» **INPUT MATERIAL**:

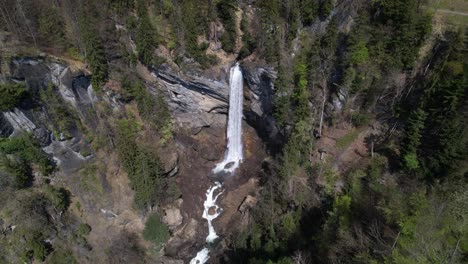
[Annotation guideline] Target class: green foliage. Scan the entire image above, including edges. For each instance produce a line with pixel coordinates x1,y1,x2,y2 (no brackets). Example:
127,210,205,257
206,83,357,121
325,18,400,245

---

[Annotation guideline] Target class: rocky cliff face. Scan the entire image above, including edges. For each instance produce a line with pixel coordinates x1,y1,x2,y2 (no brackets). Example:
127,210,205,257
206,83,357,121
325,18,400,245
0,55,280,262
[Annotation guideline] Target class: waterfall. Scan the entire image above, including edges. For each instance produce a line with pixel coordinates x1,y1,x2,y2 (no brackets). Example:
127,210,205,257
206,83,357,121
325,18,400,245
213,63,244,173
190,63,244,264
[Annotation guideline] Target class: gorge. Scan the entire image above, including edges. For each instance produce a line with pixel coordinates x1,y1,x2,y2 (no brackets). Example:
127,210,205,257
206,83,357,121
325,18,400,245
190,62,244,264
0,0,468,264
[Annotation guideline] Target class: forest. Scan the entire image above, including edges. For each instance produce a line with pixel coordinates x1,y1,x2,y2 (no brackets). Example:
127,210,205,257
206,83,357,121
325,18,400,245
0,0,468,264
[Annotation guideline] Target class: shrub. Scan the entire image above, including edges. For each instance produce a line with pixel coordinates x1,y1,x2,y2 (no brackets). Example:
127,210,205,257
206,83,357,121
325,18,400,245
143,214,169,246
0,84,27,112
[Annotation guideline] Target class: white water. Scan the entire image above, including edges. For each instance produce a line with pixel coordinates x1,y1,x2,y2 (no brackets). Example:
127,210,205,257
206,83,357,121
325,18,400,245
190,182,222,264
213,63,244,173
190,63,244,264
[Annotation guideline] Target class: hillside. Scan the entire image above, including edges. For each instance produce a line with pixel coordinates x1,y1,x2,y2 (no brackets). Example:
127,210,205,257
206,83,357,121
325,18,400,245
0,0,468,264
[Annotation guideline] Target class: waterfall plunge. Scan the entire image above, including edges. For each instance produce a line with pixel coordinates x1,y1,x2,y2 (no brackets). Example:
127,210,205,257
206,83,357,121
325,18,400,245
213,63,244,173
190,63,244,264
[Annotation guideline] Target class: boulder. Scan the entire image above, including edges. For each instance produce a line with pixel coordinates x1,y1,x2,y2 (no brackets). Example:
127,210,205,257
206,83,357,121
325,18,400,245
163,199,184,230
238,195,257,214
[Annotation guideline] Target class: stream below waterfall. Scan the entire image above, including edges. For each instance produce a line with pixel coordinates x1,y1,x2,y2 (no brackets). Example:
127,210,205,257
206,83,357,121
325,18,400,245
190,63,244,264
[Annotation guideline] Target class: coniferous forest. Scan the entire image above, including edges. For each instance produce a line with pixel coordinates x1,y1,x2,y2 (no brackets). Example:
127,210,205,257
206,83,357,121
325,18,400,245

* * *

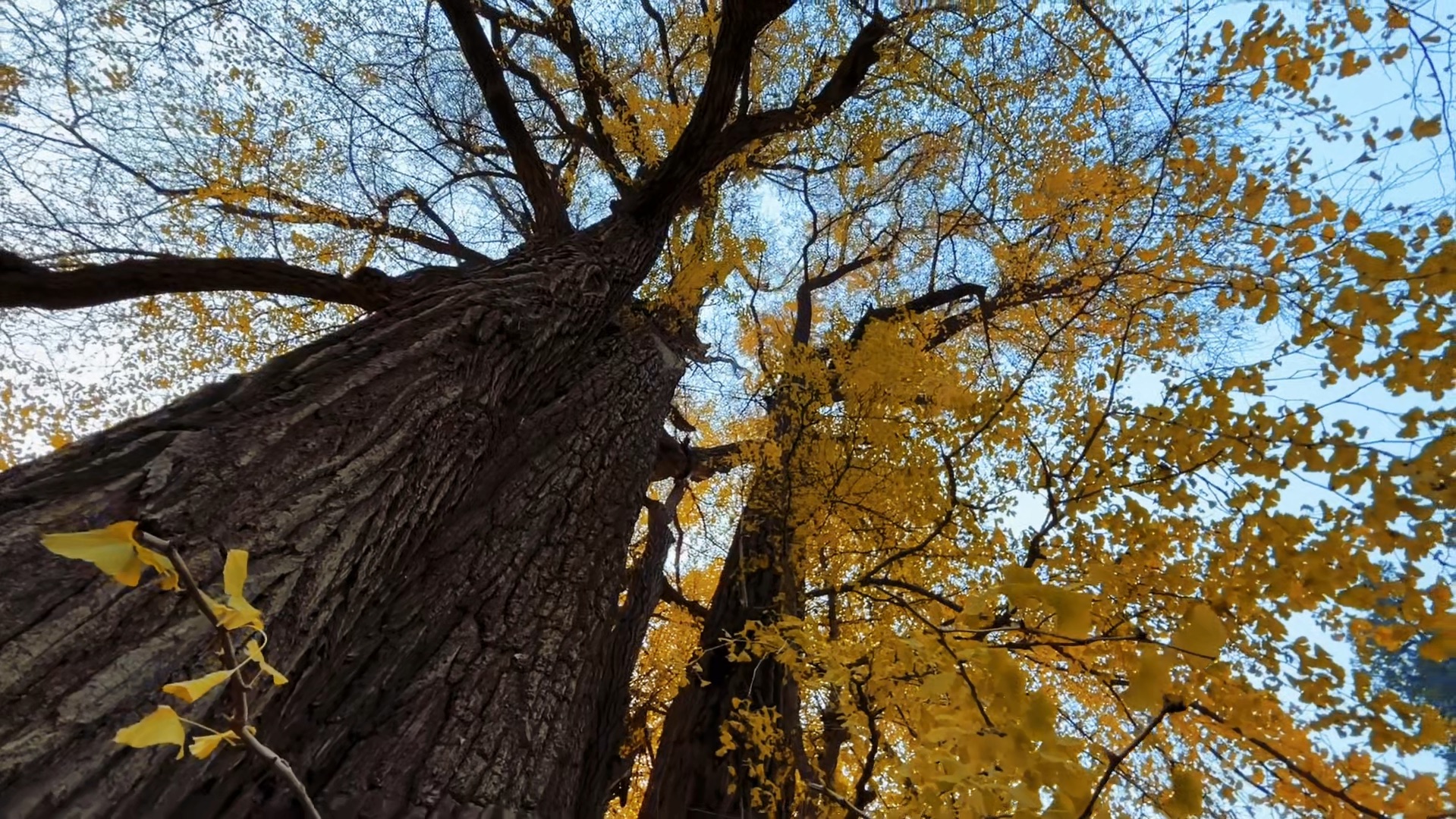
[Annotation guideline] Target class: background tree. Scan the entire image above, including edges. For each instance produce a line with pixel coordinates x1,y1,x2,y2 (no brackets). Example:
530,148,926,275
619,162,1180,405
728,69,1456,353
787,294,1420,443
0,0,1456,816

» **AIM OF THE EXERCISE**:
Count how many lines in the records contain the word "waterfall". Reply with the number alone.

» **ANSWER TO THE TASK**:
3